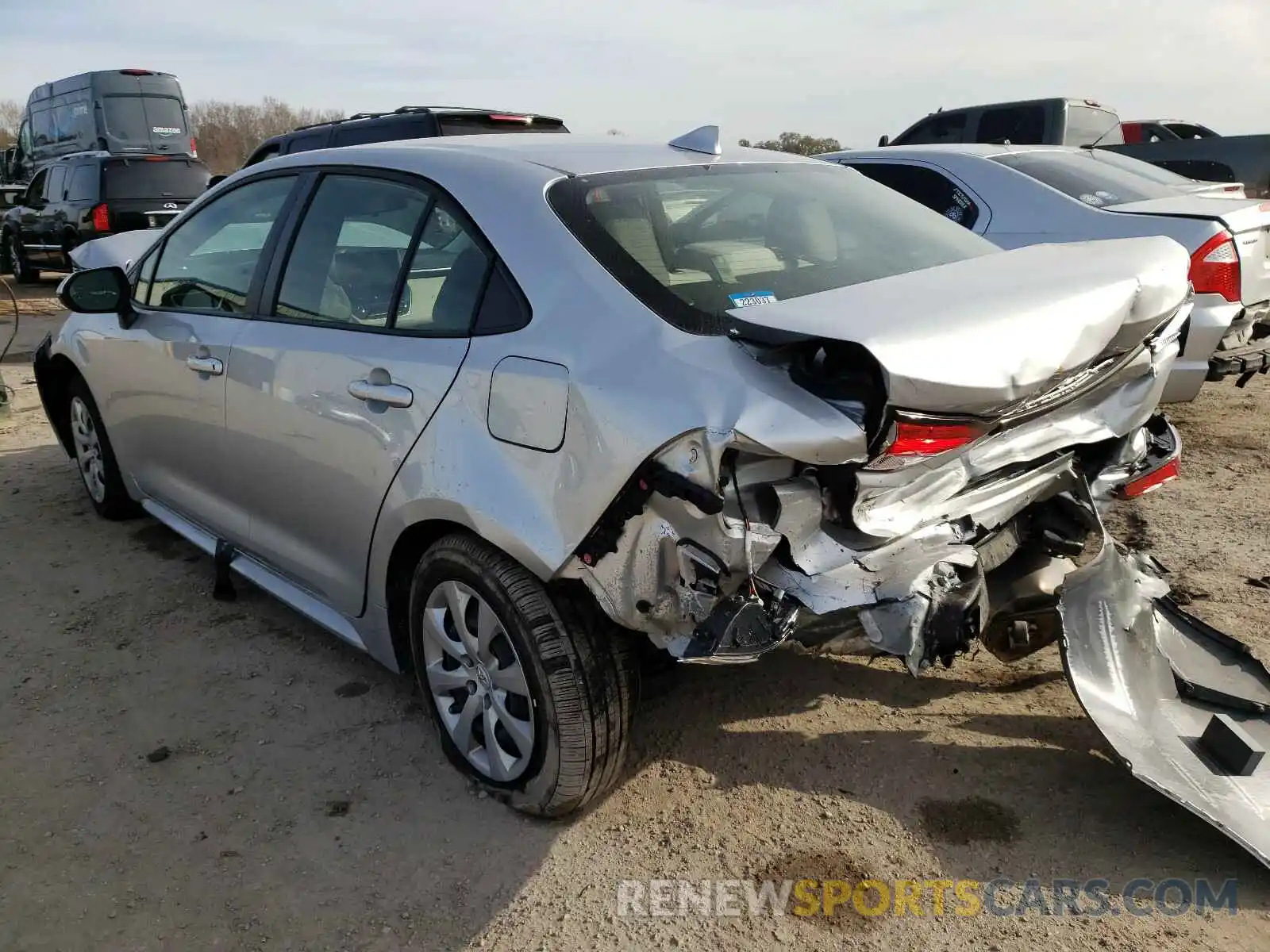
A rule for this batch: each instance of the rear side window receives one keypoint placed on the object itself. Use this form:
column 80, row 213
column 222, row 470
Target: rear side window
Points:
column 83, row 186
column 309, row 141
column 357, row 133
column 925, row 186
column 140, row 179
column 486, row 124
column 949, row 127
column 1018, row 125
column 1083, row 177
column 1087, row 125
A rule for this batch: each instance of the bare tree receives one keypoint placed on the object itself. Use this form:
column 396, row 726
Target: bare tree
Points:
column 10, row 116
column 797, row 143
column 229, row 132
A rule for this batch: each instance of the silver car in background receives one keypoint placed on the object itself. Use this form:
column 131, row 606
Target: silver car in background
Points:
--------
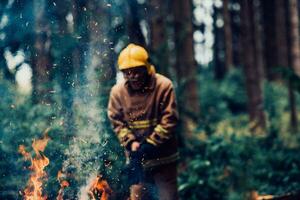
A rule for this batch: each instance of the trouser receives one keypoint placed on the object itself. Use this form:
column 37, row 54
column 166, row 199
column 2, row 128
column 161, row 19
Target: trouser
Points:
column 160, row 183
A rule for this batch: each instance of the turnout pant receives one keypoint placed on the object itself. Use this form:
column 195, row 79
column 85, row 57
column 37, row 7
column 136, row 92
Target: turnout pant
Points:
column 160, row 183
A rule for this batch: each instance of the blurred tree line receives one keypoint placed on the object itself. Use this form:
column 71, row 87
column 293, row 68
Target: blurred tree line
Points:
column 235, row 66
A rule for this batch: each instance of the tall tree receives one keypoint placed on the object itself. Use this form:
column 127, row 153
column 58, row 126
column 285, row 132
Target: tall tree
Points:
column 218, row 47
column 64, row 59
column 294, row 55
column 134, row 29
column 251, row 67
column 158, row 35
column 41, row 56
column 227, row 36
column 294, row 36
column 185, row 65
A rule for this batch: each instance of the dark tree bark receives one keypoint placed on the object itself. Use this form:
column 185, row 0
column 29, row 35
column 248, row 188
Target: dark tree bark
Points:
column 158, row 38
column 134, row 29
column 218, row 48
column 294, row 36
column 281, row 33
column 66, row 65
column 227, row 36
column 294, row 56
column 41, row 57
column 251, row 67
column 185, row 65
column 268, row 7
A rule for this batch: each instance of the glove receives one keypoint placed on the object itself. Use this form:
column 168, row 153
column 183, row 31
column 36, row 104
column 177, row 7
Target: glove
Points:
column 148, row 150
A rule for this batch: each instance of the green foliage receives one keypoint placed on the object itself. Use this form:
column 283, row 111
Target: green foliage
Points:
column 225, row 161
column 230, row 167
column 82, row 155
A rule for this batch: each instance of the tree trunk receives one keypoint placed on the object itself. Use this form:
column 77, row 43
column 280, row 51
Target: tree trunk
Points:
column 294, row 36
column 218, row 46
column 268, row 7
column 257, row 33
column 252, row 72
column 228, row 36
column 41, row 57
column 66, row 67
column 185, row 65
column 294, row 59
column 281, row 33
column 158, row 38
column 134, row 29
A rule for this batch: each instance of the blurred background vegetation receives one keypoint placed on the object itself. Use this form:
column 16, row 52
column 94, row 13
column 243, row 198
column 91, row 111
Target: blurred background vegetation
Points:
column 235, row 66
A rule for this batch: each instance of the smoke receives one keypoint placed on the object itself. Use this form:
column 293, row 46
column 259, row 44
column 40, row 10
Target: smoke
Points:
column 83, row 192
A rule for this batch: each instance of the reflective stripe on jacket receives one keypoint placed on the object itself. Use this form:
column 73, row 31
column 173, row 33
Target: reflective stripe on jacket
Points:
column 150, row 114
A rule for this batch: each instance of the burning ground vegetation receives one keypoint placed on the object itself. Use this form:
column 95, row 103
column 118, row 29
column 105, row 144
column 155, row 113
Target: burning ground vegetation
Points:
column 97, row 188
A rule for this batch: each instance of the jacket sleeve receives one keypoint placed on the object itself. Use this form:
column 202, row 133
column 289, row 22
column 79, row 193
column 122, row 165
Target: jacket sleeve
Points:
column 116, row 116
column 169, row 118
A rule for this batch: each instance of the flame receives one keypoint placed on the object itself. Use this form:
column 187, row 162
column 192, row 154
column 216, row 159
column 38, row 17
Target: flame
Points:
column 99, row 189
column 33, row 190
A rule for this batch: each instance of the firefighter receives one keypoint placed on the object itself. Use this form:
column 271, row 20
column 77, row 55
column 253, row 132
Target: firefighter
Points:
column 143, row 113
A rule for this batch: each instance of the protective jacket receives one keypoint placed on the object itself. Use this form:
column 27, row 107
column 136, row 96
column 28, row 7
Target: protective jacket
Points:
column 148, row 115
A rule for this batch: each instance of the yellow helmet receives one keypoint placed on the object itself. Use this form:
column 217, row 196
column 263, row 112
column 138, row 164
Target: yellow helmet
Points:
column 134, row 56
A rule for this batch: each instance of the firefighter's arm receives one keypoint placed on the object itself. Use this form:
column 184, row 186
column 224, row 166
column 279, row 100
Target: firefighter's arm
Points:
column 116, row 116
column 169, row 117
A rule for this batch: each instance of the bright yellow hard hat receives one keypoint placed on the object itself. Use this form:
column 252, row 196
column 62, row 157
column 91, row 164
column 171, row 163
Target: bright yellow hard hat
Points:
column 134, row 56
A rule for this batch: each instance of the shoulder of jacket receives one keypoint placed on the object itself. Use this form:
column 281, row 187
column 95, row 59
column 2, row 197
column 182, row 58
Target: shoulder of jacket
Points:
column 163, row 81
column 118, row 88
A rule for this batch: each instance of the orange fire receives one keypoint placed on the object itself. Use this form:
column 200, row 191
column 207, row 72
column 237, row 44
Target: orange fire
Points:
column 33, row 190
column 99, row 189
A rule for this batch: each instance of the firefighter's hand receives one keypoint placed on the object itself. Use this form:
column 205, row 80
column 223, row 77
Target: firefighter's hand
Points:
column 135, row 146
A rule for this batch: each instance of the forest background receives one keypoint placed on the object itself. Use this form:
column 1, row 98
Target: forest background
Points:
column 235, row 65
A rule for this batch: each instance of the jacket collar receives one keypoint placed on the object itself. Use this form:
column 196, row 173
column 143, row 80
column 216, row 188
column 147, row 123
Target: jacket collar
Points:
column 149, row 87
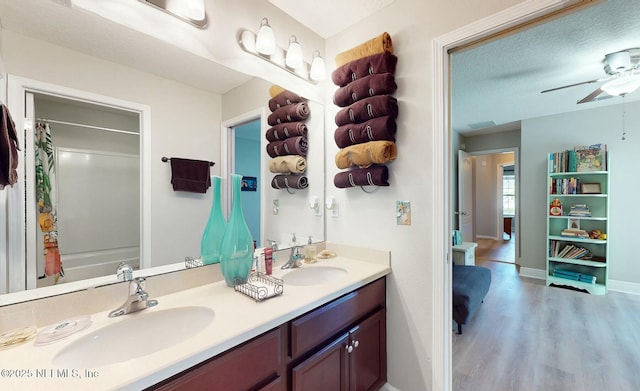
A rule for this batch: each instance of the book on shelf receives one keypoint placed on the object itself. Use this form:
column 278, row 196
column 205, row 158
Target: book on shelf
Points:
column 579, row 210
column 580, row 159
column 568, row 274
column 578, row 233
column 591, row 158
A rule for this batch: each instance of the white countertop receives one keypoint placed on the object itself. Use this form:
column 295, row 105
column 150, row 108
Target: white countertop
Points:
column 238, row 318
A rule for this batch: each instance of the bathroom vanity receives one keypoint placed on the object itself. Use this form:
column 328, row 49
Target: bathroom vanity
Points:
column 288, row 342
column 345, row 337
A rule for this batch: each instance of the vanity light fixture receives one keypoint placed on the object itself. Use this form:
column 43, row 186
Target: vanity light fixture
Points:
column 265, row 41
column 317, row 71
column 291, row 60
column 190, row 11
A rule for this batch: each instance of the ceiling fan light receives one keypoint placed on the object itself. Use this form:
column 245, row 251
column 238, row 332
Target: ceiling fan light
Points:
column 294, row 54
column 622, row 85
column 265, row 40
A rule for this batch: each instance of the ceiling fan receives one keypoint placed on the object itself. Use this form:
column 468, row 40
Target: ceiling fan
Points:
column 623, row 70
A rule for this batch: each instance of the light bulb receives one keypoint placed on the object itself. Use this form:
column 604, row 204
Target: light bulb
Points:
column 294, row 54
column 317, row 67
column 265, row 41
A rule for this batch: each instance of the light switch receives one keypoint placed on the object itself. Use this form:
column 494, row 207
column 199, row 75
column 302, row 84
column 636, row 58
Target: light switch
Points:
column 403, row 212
--------
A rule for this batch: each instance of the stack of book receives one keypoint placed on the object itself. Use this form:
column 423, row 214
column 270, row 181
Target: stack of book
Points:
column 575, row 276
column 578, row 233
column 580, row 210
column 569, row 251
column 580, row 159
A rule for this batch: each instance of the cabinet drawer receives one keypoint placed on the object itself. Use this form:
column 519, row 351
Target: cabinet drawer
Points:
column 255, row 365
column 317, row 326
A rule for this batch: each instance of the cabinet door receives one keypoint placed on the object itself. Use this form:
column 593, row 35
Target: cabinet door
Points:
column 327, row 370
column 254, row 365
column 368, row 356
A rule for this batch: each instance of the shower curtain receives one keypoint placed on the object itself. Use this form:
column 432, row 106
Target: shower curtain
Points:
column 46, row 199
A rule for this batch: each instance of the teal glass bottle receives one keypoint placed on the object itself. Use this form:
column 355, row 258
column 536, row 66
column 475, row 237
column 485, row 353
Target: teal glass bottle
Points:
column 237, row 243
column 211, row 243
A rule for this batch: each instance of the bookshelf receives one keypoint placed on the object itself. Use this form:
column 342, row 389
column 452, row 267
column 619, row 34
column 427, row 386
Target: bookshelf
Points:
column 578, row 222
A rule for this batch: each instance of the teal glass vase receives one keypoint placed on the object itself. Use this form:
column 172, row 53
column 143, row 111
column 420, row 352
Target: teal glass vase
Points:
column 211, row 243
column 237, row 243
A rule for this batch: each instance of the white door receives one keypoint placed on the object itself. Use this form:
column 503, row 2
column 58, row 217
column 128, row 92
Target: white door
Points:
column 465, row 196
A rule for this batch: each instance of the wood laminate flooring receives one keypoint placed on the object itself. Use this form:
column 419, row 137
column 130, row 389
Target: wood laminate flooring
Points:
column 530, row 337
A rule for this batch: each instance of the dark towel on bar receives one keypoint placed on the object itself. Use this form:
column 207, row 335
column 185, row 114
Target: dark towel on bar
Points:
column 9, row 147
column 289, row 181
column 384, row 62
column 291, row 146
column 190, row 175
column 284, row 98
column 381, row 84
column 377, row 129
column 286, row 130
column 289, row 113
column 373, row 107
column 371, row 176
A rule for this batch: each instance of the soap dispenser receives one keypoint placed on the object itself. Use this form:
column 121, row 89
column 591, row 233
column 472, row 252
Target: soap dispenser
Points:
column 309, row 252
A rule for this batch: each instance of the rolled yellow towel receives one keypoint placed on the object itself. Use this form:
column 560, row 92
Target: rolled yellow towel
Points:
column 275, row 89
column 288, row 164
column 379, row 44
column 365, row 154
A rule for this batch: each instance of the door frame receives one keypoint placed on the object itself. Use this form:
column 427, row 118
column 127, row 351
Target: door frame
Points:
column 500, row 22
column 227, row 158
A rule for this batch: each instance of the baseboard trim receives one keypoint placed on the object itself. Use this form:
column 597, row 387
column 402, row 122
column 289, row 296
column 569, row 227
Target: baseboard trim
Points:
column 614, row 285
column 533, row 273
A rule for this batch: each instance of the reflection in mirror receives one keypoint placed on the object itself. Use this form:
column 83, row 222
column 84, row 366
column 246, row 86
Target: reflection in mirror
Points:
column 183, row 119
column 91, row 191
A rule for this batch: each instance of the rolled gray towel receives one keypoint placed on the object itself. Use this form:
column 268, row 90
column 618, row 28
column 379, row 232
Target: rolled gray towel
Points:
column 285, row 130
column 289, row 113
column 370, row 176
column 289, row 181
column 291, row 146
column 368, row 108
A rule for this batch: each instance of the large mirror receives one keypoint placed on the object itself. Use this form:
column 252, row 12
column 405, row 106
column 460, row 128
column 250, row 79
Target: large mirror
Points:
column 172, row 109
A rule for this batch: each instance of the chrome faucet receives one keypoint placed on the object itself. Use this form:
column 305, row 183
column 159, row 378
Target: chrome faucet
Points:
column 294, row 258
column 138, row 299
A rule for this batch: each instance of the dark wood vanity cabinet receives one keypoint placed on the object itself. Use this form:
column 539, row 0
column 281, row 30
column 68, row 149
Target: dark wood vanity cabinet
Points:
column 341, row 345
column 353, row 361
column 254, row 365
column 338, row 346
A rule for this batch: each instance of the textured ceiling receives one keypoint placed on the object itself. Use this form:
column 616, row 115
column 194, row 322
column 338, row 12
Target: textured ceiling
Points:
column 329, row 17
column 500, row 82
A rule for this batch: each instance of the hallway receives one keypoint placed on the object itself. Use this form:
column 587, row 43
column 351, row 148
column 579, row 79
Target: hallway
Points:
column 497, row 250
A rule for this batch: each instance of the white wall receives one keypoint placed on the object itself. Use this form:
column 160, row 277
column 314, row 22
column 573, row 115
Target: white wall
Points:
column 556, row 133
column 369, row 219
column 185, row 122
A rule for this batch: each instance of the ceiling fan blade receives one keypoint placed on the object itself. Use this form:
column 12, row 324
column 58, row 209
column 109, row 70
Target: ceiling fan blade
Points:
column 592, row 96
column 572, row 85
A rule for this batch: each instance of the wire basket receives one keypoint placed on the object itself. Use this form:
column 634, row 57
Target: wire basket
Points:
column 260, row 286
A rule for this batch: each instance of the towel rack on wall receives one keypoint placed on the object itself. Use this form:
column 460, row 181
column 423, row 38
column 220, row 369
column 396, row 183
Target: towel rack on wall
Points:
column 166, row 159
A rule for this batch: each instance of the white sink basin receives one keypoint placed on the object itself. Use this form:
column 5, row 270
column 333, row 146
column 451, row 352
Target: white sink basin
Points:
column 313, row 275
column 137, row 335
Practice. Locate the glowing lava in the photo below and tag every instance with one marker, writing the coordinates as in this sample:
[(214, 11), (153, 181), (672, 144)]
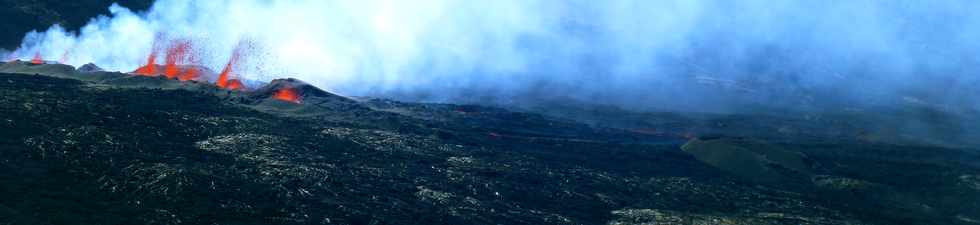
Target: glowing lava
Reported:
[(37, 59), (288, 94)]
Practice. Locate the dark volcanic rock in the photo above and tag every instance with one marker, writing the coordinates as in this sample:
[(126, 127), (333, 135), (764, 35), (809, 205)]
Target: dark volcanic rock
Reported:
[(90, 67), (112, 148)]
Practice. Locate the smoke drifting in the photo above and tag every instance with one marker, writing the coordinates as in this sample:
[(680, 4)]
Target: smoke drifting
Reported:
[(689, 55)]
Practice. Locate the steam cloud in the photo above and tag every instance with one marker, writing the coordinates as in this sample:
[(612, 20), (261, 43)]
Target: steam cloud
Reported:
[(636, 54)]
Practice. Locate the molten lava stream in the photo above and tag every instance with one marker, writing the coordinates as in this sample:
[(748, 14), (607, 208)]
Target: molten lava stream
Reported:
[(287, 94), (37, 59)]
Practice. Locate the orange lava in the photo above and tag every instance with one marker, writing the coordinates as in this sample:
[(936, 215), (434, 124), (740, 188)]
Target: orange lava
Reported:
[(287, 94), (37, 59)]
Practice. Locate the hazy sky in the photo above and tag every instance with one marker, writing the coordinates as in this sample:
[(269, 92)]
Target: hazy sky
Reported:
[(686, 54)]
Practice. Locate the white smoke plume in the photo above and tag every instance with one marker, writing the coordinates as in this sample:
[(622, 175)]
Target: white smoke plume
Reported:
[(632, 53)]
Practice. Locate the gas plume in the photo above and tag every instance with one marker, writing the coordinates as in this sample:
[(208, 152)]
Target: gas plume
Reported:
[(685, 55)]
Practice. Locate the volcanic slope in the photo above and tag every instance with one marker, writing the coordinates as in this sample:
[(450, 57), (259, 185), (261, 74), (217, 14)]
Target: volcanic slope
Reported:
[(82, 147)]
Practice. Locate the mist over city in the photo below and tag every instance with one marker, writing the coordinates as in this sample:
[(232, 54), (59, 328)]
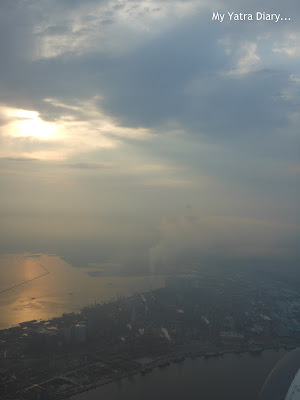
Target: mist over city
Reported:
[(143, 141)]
--------
In the listing above, find the line with "A rule for this batch: each instance of the rear" and the line with "Target: rear side window", then print exactly those lines and every line between them.

A rule for this batch: each instance of the rear side window receives one keypoint placed on the object itself. Use this form:
column 80, row 213
column 222, row 470
Target: rear side window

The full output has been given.